Problem to solve
Please change "each instance" to "every instance" throughout the records below and leave everything else as it is.

(Collected data)
<<<<

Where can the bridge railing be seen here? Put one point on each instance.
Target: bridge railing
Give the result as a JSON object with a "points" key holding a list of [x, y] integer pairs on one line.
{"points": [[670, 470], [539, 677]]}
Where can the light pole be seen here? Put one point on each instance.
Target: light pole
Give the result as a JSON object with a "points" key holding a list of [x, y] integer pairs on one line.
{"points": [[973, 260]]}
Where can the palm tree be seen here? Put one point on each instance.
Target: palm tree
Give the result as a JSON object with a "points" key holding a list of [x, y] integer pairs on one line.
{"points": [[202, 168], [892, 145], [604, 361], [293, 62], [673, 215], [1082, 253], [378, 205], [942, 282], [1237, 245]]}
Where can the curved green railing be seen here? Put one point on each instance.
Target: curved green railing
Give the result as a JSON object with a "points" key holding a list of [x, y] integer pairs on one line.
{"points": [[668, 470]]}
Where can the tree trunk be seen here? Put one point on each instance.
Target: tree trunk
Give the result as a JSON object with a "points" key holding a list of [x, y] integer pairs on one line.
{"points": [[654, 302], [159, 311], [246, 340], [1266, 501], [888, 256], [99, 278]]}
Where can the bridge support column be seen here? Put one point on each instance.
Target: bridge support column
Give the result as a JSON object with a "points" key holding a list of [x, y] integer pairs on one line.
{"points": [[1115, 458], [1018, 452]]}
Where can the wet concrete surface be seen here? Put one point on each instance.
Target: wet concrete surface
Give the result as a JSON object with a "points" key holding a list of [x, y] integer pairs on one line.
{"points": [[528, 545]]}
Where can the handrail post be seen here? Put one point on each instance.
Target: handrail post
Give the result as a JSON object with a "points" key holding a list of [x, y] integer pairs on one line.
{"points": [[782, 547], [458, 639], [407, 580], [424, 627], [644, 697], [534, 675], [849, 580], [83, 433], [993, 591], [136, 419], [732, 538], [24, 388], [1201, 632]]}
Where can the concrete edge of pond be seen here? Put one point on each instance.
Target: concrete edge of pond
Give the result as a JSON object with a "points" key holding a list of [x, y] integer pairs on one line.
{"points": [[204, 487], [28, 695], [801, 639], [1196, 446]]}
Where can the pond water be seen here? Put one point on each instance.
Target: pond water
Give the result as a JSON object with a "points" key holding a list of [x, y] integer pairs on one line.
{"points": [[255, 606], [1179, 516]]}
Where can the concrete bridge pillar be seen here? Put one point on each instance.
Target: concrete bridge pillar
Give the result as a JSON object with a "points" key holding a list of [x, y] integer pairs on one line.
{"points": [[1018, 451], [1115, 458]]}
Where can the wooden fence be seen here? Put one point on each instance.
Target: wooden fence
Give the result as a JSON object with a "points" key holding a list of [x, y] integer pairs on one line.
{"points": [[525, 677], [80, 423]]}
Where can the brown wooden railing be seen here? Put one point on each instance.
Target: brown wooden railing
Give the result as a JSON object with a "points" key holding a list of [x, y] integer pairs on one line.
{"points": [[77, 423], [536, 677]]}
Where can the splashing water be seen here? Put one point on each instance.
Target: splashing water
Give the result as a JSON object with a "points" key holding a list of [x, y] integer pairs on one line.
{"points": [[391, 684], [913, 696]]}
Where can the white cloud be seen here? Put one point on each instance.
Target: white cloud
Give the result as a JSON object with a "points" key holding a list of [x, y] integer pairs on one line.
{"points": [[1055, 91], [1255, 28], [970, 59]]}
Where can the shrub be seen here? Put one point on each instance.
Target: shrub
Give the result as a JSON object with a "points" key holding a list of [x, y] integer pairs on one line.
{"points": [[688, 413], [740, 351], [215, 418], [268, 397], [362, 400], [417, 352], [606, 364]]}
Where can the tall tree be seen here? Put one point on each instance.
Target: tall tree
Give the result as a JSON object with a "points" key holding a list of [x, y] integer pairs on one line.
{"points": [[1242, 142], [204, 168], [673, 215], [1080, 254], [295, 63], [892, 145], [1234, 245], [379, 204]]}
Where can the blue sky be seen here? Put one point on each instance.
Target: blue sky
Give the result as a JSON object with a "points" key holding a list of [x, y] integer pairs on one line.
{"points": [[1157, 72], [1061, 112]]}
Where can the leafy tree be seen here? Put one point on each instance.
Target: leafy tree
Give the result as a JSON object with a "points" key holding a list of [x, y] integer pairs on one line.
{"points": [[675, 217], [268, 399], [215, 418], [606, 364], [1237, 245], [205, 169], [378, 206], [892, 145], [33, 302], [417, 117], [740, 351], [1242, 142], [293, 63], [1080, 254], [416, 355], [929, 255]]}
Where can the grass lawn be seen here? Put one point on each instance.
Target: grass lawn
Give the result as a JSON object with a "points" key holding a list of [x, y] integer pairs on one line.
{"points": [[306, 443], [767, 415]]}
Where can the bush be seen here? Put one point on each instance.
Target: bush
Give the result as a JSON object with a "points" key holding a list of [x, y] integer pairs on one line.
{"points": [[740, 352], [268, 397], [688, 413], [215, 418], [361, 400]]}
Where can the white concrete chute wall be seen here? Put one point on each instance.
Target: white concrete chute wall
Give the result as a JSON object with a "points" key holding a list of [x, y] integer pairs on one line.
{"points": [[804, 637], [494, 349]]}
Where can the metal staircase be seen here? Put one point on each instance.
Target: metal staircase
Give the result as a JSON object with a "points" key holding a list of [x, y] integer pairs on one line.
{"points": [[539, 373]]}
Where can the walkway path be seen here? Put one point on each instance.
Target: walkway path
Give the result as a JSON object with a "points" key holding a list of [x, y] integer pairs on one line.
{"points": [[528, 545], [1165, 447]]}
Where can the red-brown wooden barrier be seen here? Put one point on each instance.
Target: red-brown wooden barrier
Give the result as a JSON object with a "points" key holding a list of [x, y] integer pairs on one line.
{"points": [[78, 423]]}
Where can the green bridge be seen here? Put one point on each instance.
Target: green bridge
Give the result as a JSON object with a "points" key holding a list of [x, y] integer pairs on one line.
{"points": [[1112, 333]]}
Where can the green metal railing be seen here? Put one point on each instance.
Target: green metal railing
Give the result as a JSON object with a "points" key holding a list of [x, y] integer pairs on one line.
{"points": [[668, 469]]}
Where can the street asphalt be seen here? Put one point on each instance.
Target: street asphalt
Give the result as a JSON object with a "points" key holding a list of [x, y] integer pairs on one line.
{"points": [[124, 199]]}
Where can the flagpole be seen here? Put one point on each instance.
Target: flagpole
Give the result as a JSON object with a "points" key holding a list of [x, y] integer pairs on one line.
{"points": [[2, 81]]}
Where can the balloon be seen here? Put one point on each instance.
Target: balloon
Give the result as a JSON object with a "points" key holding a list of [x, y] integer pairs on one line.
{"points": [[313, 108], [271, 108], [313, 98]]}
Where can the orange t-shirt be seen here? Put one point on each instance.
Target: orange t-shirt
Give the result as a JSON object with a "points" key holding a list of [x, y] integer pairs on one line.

>>>>

The answer
Where can the bridge railing be seen here? Put one point on every instance.
Target: bridge railing
Give the result as a JSON object with a "points" key holding a list of [x, y] integer pairs on one line.
{"points": [[670, 470], [539, 677]]}
Where can the light pole be seen here? Put one point on every instance.
Target: light pole
Give the result as a JSON object with a "points" key holding a list of [x, y] integer pairs on one line.
{"points": [[973, 260]]}
Where can the palm tree be seen here? Put one point on every instance.
Target: palm tree
Give the result as a JSON object with a "points" key holding a list of [x, y] integer pairs on one line.
{"points": [[202, 168], [892, 145], [604, 361], [293, 62], [673, 215], [1082, 253], [378, 205], [942, 282], [1237, 245]]}
Where can the curved green railing be seen here? Put one point on every instance.
Target: curved green railing
Give the result as a JSON object with a "points" key holding a list of [x, y] integer pairs on one line.
{"points": [[668, 470]]}
Where can the tree trunk be seen here? Put one point on every instance.
Target: tree trunk
Give the result as a JSON object with a "points" key holding a list of [x, y] integer pairs on one line.
{"points": [[654, 302], [159, 311], [246, 340], [1266, 501], [888, 256], [99, 278]]}
Where can the bridge support column be seen here? Put one point on every instance.
Target: bridge support column
Give the result as a JSON object with a "points" key holding a list of [x, y] integer pairs on one line.
{"points": [[1115, 458], [1018, 452]]}
Where can the wet concrete surface be seen here? Put one point on every instance.
Target: wet concrete surface
Give the result as a JSON object with a "points" key holding a list of [x, y] integer pairs on one line.
{"points": [[528, 545]]}
Where can the handrail post be seen here? Put one point on every instance.
Target: handrail post
Give the result as a JSON object with a "points" key holding a list of [x, y] integer pairs on one line.
{"points": [[782, 547], [458, 639], [407, 580], [424, 627], [644, 697], [534, 675], [849, 580], [83, 433], [993, 591], [136, 419], [732, 538], [24, 388], [1201, 632]]}
Where can the concrete edge of pond be seen here? Put one point on every instance.
Target: concrete edge of pond
Give the result as a JSON object with a "points" key holding a list of [x, y] integer pairs on one line.
{"points": [[204, 487], [28, 695], [801, 639], [1196, 446]]}
Where can the pond water be seen here? Put one point on every instance.
Target: pond water
Give the result as a JSON object with a "points" key holding a list of [x, y] integer pairs on one line.
{"points": [[255, 606], [1179, 516]]}
Where can the concrete bridge pillar be seen here? Put one point on every instance.
Target: concrete bridge pillar
Give the result as a JSON object with a "points" key holding a list of [x, y] integer pairs on one line.
{"points": [[1018, 451], [1115, 458]]}
Where can the wooden fence be seen here? Put one point on every instance.
Target: wooden fence
Give the result as a JSON object with a "points" key holding a list of [x, y] integer pairs on one line.
{"points": [[525, 677], [80, 423]]}
Where can the brown wooden railing be seen here? Put one point on every instance.
Target: brown wooden railing
Give the result as a JSON object with a "points" key holding a list of [x, y] integer pairs on one line.
{"points": [[77, 423], [536, 677]]}
Where can the splashing water be seen here? Put one point on every instance.
Target: splashing water
Give the result as a JSON object with a "points" key holding a list of [x, y] integer pairs on one line.
{"points": [[391, 684], [913, 696]]}
Where can the white cloud be seen here? Put one point on every instance.
Target: white cloud
Give the result as a JSON object with a "points" key holding a list of [x, y] integer pairs on one line.
{"points": [[1055, 91], [1255, 28], [970, 59]]}
Where can the shrub be seen here? Put one point on every instance.
Target: shrub
Give the result as a JSON object with a "points" key holding a list of [x, y] integer pairs on one line.
{"points": [[688, 413], [740, 351], [215, 418], [268, 397], [362, 400], [417, 352], [606, 364]]}
Where can the tall tree be seen here? Put one point on every instance.
Target: tall tree
Give the result as a JSON object with a "points" key holding a list of [x, y] integer pairs on one line.
{"points": [[1242, 142], [204, 168], [673, 215], [1080, 254], [295, 63], [892, 145], [1234, 245], [379, 204]]}
Where can the blue sky be seen here? Put one point on every instance.
Target: blue sky
Give the result as a JSON object with a "points" key holding a list of [x, y] integer pairs on one line.
{"points": [[1157, 72], [1061, 112]]}
Where can the leafy tree be seen here? Put one point on every instance.
Target: leafy tree
Give the result as a JSON object with a "points" key holding a list of [x, y] integer pairs on one line.
{"points": [[675, 217], [268, 399], [215, 418], [606, 364], [1237, 245], [205, 169], [378, 206], [892, 145], [33, 302], [417, 117], [740, 351], [1242, 142], [293, 63], [1080, 254], [416, 355], [929, 255]]}
Where can the grass lawn be seen here? Put one point on every instance.
Target: grass lawn
Give the result as a JSON object with a "points" key holding a list of [x, y] integer pairs on one line.
{"points": [[306, 443], [767, 415]]}
Where can the bush be seen here? Put one point on every instance.
Target: bush
Give the result as a JSON object with a "points" key holding a list of [x, y] integer pairs on one line.
{"points": [[740, 352], [268, 397], [688, 413], [215, 418], [361, 400]]}
Where can the white concrete chute wall be seen here? Put one point on every instance.
Target: white concrete chute wall
Give the result as a JSON object with a "points" key holding a list of [x, y] integer pairs on one line.
{"points": [[804, 637], [494, 349]]}
Where can the metal staircase be seen here? Put one point on every instance.
Target: metal staircase
Give the result as a JSON object with a "points" key holding a list of [x, y] integer pairs on one line.
{"points": [[539, 373]]}
Where can the walkway path be seen here? Put one point on every instance.
Target: walkway path
Give the result as a JSON object with a "points" key holding a list of [x, y] integer pairs on one line.
{"points": [[528, 545], [1165, 447]]}
Where can the red-brown wooden barrier be seen here? Put one point on every instance.
Target: red-brown wooden barrier
Give the result as a JSON object with a "points" key holding a list of [x, y] integer pairs on one line.
{"points": [[78, 423]]}
Where can the green bridge be seen here? Put one point on every instance.
Target: green bridge
Give the result as a JSON object with a "points" key holding a list of [x, y] integer pairs on one line.
{"points": [[1112, 333]]}
Where can the green metal railing be seen here? Put one point on every instance.
Target: green metal railing
Give the result as a JSON object with a "points" key holding a list of [x, y] integer pairs on one line.
{"points": [[668, 469]]}
Where can the street asphalt be seen here? Put one point on every instance.
Target: street asphalt
Give the result as a JSON object with a "points" key holding a list of [x, y] integer pairs on one line.
{"points": [[124, 199]]}
Where can the flagpole be seen here? Put one point on every instance.
Target: flagpole
Give the result as a JSON object with a "points" key holding a list of [x, y] integer pairs on one line.
{"points": [[2, 81]]}
Where can the balloon be seen here? Put one point on every instance.
Target: balloon
Give the result as a JSON object with a "points" key holding a list of [x, y] integer pairs on one line.
{"points": [[313, 108], [271, 108], [313, 98]]}
Where can the orange t-shirt be seen here? Put one point on every instance.
Target: orange t-shirt
Give the result as a JSON object with a "points" key holding a list of [x, y] integer pairs on one line.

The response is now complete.